* _Material for the task_

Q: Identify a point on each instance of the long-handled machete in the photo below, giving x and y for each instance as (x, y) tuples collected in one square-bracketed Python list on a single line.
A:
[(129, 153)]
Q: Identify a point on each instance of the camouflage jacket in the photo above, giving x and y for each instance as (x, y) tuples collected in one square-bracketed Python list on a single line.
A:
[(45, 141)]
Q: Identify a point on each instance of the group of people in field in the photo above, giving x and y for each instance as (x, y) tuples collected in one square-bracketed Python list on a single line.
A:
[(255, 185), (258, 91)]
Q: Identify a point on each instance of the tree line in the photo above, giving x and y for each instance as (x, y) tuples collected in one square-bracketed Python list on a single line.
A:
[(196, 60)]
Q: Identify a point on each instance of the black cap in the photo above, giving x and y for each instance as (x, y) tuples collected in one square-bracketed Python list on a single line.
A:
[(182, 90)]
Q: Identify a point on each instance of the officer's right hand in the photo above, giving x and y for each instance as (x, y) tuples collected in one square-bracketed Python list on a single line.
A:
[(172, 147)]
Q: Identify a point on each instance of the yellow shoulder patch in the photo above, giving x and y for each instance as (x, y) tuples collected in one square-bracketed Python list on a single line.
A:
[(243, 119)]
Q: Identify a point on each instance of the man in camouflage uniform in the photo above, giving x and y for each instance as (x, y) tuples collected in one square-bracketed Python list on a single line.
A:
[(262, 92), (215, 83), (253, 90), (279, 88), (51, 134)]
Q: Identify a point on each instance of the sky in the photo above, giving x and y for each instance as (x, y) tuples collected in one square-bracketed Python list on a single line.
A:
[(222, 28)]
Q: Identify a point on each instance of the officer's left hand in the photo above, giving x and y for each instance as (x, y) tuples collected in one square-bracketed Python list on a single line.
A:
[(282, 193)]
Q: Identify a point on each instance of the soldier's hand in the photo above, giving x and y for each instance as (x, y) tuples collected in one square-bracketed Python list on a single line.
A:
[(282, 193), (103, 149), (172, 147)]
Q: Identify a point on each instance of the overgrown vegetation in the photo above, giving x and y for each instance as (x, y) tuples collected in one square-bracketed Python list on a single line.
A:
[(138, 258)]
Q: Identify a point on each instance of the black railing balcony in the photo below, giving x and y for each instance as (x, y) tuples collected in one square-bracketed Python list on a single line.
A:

* _To do_
Every line from the one containing "Q: Identify a point on each instance of the overgrown" through the end of the data must be repeated exactly, and no other line.

* _Reply_
Q: Identify a point on each instance of the overgrown vegetation in the photo above, giving x and y for each instance as (x, y) tuples collected in one square-bracketed Python list on a single line.
A:
[(138, 258)]
Q: Identify a point on each instance of the black railing balcony in the photo below, giving x and y for each instance as (x, y) tuples collected in one square-bracketed Python list on a single line.
A:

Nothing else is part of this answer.